▸ **Wat wordt gevraagd**:
Geef alleen het deel dat begint met de regel met "the tree, it would be much appreciated." en eindigt met de regel met "POLYGON ((200 103, 200", beide inbegrepen, weer als een JSON-lijst van strings. Gebruik één string per regel en laat lege regels weg.

======== Gegevens ========

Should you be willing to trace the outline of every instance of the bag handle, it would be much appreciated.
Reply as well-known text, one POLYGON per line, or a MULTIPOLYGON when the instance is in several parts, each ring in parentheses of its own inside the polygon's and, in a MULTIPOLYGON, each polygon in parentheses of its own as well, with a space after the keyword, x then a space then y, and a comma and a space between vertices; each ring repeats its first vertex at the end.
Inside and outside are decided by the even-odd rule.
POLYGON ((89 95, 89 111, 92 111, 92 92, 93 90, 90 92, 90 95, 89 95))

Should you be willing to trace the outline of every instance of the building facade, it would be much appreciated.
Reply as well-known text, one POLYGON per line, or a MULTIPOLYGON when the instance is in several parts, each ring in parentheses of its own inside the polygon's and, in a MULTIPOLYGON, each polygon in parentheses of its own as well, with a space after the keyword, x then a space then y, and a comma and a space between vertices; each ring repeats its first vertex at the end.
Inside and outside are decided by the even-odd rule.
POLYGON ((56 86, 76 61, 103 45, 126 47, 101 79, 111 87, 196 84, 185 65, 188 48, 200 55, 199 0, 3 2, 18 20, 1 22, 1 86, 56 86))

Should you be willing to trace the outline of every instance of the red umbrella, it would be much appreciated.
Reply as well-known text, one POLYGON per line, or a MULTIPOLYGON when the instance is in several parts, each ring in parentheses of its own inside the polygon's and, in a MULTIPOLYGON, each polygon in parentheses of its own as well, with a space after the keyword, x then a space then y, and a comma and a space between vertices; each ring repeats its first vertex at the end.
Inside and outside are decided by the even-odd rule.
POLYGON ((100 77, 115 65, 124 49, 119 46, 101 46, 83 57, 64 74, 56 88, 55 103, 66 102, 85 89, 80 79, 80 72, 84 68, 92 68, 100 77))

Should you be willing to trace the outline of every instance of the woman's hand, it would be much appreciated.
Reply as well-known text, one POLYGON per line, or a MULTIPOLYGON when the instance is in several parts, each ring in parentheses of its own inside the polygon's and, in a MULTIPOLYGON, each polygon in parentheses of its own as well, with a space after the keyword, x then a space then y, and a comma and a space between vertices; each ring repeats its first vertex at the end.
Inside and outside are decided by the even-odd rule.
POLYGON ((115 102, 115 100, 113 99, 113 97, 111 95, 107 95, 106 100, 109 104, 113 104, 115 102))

========
======== Gegevens ========

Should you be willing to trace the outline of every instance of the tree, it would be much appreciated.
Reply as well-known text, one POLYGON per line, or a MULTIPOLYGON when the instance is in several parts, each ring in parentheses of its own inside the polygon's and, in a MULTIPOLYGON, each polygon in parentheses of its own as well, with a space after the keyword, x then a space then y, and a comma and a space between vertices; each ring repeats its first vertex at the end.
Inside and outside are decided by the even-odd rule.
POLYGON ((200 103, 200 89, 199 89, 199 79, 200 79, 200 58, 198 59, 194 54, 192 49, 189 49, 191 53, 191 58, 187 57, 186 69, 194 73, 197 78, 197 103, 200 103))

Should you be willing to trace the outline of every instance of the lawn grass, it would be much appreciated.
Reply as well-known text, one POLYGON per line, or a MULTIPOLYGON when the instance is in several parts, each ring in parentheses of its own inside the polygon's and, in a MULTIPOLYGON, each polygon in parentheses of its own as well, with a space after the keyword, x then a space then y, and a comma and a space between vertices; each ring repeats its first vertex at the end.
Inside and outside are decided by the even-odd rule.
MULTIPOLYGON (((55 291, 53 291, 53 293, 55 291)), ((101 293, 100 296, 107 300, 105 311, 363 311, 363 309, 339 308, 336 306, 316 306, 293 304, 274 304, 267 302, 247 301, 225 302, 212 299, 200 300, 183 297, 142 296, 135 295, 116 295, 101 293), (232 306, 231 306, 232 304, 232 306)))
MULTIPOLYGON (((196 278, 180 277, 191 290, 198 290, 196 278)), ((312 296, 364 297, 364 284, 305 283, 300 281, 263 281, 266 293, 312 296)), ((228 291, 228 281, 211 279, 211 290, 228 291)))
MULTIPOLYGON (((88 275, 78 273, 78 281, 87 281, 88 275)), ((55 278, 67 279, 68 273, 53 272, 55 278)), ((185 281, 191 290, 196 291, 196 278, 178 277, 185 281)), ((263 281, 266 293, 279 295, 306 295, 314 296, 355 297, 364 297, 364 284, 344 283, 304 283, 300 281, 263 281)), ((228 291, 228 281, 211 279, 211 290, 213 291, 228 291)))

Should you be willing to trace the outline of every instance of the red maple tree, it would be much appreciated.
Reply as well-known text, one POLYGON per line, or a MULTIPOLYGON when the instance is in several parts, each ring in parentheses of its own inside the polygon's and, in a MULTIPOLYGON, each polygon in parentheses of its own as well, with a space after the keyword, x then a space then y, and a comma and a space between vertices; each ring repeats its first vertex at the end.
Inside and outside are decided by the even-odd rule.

========

▸ **Uitwerking**:
[
  "Should you be willing to trace the outline of every instance of the tree, it would be much appreciated.",
  "Reply as well-known text, one POLYGON per line, or a MULTIPOLYGON when the instance is in several parts, each ring in parentheses of its own inside the polygon's and, in a MULTIPOLYGON, each polygon in parentheses of its own as well, with a space after the keyword, x then a space then y, and a comma and a space between vertices; each ring repeats its first vertex at the end.",
  "Inside and outside are decided by the even-odd rule.",
  "POLYGON ((200 103, 200 89, 199 89, 199 79, 200 79, 200 58, 198 59, 194 54, 192 49, 189 49, 191 53, 191 58, 187 57, 186 69, 194 73, 197 78, 197 103, 200 103))"
]